--- Begin MATERIAL FOR THE TASK ---
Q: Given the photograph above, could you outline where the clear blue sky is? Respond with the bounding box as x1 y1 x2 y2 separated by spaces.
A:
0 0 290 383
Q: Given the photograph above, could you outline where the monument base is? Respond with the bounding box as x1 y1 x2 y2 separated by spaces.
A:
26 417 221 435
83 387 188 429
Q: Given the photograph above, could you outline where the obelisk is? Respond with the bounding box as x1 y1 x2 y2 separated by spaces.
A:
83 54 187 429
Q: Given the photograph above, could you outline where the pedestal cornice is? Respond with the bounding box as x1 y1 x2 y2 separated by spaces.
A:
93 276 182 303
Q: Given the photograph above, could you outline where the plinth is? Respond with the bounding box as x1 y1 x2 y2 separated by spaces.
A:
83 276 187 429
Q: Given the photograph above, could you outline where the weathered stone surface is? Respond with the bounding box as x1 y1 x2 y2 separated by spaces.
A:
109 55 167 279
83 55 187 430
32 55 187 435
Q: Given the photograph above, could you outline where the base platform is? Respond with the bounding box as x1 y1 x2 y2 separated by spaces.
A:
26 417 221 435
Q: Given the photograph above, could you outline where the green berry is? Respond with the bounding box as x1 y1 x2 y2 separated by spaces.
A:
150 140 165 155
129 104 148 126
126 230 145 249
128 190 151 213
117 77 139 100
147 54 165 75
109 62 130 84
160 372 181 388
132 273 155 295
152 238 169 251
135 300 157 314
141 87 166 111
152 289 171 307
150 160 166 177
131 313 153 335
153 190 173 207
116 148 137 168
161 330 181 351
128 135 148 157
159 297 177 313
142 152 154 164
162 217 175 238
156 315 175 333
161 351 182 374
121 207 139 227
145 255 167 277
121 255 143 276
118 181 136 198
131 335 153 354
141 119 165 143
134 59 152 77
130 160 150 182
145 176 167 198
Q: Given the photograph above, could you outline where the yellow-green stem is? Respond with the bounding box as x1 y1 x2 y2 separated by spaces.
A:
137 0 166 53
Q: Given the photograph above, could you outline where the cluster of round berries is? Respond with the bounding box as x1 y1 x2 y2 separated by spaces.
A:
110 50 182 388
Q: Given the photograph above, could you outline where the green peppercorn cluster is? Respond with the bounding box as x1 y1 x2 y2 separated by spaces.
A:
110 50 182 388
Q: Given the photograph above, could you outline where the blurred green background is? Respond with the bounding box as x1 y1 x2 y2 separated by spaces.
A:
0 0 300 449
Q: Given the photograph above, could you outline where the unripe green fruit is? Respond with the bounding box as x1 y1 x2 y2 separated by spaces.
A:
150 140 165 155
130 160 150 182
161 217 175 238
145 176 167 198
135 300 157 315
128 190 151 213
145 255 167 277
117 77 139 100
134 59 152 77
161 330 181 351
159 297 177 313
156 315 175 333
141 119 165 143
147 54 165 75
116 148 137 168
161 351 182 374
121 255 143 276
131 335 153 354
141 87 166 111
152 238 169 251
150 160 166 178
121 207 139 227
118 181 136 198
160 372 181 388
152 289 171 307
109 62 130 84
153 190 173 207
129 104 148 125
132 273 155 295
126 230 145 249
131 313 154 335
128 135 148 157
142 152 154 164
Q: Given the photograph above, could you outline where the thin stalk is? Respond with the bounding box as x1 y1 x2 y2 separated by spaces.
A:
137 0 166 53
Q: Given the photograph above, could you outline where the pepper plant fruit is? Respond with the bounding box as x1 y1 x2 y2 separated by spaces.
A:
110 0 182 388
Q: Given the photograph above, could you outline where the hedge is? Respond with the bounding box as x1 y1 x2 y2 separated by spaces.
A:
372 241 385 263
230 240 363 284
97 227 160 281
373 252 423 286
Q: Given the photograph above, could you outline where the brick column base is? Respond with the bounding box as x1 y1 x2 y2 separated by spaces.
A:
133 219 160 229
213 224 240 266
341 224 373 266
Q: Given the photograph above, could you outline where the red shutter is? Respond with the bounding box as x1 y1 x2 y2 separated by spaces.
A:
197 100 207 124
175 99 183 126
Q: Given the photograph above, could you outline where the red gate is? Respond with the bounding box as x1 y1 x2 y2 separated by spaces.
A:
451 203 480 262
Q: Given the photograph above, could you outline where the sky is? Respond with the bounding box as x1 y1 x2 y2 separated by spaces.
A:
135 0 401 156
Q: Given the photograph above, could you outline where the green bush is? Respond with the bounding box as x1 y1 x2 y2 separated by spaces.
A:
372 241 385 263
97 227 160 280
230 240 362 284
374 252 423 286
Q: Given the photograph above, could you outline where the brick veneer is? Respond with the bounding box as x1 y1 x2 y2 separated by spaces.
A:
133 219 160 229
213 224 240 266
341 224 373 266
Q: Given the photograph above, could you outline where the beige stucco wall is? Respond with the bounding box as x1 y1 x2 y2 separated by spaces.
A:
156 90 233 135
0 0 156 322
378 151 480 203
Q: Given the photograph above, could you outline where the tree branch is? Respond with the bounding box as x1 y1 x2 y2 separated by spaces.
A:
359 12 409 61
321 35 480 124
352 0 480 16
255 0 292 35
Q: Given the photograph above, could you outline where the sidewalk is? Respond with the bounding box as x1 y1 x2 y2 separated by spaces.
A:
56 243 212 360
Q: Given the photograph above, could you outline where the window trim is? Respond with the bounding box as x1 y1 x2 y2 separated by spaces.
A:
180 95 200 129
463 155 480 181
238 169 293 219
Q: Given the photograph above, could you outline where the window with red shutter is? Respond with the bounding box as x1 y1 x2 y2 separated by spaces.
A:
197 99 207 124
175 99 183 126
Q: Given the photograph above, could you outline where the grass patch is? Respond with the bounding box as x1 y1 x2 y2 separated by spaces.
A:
--- End MATERIAL FOR THE TASK ---
## TASK OBJECTIVE
Copy every entry above word for word, without changing anything.

## RESULT OF THIS TASK
Q: Given the photograph above, could you outline where the clear blue sky is? Respond with the bounding box as x1 y1 x2 y2 separated by spaces.
A:
0 0 290 383
Q: Given the photograph above, could you outline where the monument base is? Respond with the bounding box as x1 y1 x2 y2 separated by spaces.
A:
26 417 221 435
83 387 188 429
Q: Given the photograph above, could you outline where the obelisk is? Respond with the bounding box as x1 y1 x2 y2 separated by spaces.
A:
83 54 187 429
Q: Given the photograph above, could you outline where the pedestal cornice is? Respond with the bounding box as x1 y1 x2 y2 separated by spaces.
A:
93 276 182 303
Q: Given the photograph above, could you outline where the plinth is? Respond with the bounding box as x1 y1 x2 y2 separated by spaces.
A:
83 276 187 429
Q: Given the photograph above, could you outline where the weathered stone surface is? Respond with the bounding box as x1 y1 x2 y2 separated by spaces.
A:
109 55 167 279
83 55 187 430
32 55 187 435
Q: Given the photograph above, could you outline where the base platform is? Respond with the bounding box as x1 y1 x2 y2 separated by spaces.
A:
26 417 221 435
Q: Given the photograph above, could you outline where the green berry is? Respond with the bounding box as x1 y1 x2 y2 separated by spaces.
A:
150 140 165 155
129 104 148 126
126 230 145 249
128 190 151 213
117 77 139 100
147 54 165 75
109 62 130 84
160 372 181 388
132 273 155 295
152 238 169 251
135 300 157 314
141 87 166 111
152 289 171 307
150 160 166 177
131 313 153 335
153 190 173 207
116 148 137 168
161 330 181 351
128 135 148 157
159 297 177 313
142 152 154 164
162 217 175 238
156 315 175 333
161 351 182 374
121 207 139 227
145 255 167 277
121 255 143 276
118 181 136 198
131 335 153 354
141 119 165 143
134 59 152 77
130 160 150 182
145 176 167 198
Q: Given the photograph above, could you outline where the yellow-green stem is? Respond with the bounding box as x1 y1 x2 y2 separated by spaces.
A:
137 0 166 53
Q: Given the photograph above, could you outline where the cluster of round berries is? Respond with the bounding box as x1 y1 x2 y2 separated by spaces.
A:
110 50 182 388
Q: Given the photograph above, could you outline where the green peppercorn cluster is? Respond with the bounding box as x1 y1 x2 y2 separated by spaces.
A:
110 50 182 388
Q: Given the photograph above, could you outline where the blurred green background is? Respond with the bounding box as x1 y1 x2 y2 separated by spaces.
A:
0 0 300 449
Q: Given the photograph above, could you outline where the unripe green fruit is? Respond with the bounding box as x1 y1 x2 y2 separated by spaces.
A:
150 140 165 155
130 160 150 182
161 217 175 238
145 176 167 198
135 300 157 315
128 190 151 213
145 255 167 277
117 77 139 100
134 59 152 77
161 330 181 351
159 297 177 313
156 315 175 333
141 119 165 143
147 54 165 75
116 148 137 168
161 351 182 374
121 255 143 276
131 335 153 354
141 87 166 111
152 238 169 251
150 160 166 178
121 207 139 227
118 181 136 198
160 372 181 388
152 289 171 307
109 62 130 84
153 190 173 207
129 104 148 125
132 273 155 295
126 230 145 249
131 313 154 335
128 135 148 157
142 152 154 164
Q: Given the photograph above, could you outline where the thin stalk is? Respond with the bounding box as x1 y1 x2 y2 separated by spaces.
A:
137 0 166 53
Q: Given the photograph above, could you outline where the pepper plant fruit is? Respond with the bounding box as x1 y1 x2 y2 separated by spaces.
A:
110 0 182 388
Q: Given the photograph above, could you outline where the hedge is? Respond with the bounding box as x1 y1 x2 y2 separated by spaces.
A:
372 241 385 263
230 240 363 284
97 227 160 281
373 252 423 286
Q: Given the photograph above, could you outline where the brick column base is? Respond with the bounding box as x1 y1 x2 y2 separated by spaces.
A:
133 219 160 229
213 224 240 266
341 224 373 266
Q: Given the photograph above, could you outline where the red shutter is? Respond with the bounding box as x1 y1 x2 y2 separated by spaces.
A:
197 100 207 124
175 99 183 126
Q: Given the photograph above, could you outline where the red gate is? Respond with the bounding box as x1 y1 x2 y2 separated by spaces.
A:
451 203 480 262
Q: Given the photograph above, could you outline where the sky is? Respond with the bounding box as x1 y1 x2 y2 separated by spaces.
A:
135 0 401 156
Q: Given the photograph above, could you outline where the green bush is? Respond with the bounding box as x1 y1 x2 y2 separated by spaces.
A:
372 241 385 263
97 227 160 280
230 240 362 284
374 252 423 286
Q: Given the photograph above, could you outline where the brick veneer is? Respond with the bounding box as x1 y1 x2 y2 separated by spaces.
A:
133 219 160 229
213 224 240 266
341 224 373 266
Q: Given the photograph above, could you outline where the beige stucco wall is? Respond with the bounding box as x1 y1 x2 y2 separated by spaces.
A:
156 90 233 135
0 0 156 322
378 151 480 203
Q: Given the photograph above, could you outline where the tree branch is? Respond with the bounding box as x1 y1 x2 y2 separated by spaces.
A:
359 12 409 61
321 35 480 124
352 0 480 16
255 0 292 35
Q: Given the photograph above, could you outline where the sidewalk is? Respond with the bounding box as x1 y1 x2 y2 separated by spaces.
A:
56 243 212 360
Q: Given the photograph above, could you outline where the window trim is? Respond with the bounding box as x1 y1 x2 y2 separated by spaces.
A:
180 95 200 129
463 155 480 181
238 169 293 219
Q: Given the photograph above, could you outline where the window with red shutter is? Respond with the bounding box as x1 y1 x2 y2 separated by spaces.
A:
197 99 207 124
175 99 183 126
Q: Given the photograph above, could you outline where the grass patch is? Respond with the bounding box as x1 y1 x2 y2 separated by spaces.
A:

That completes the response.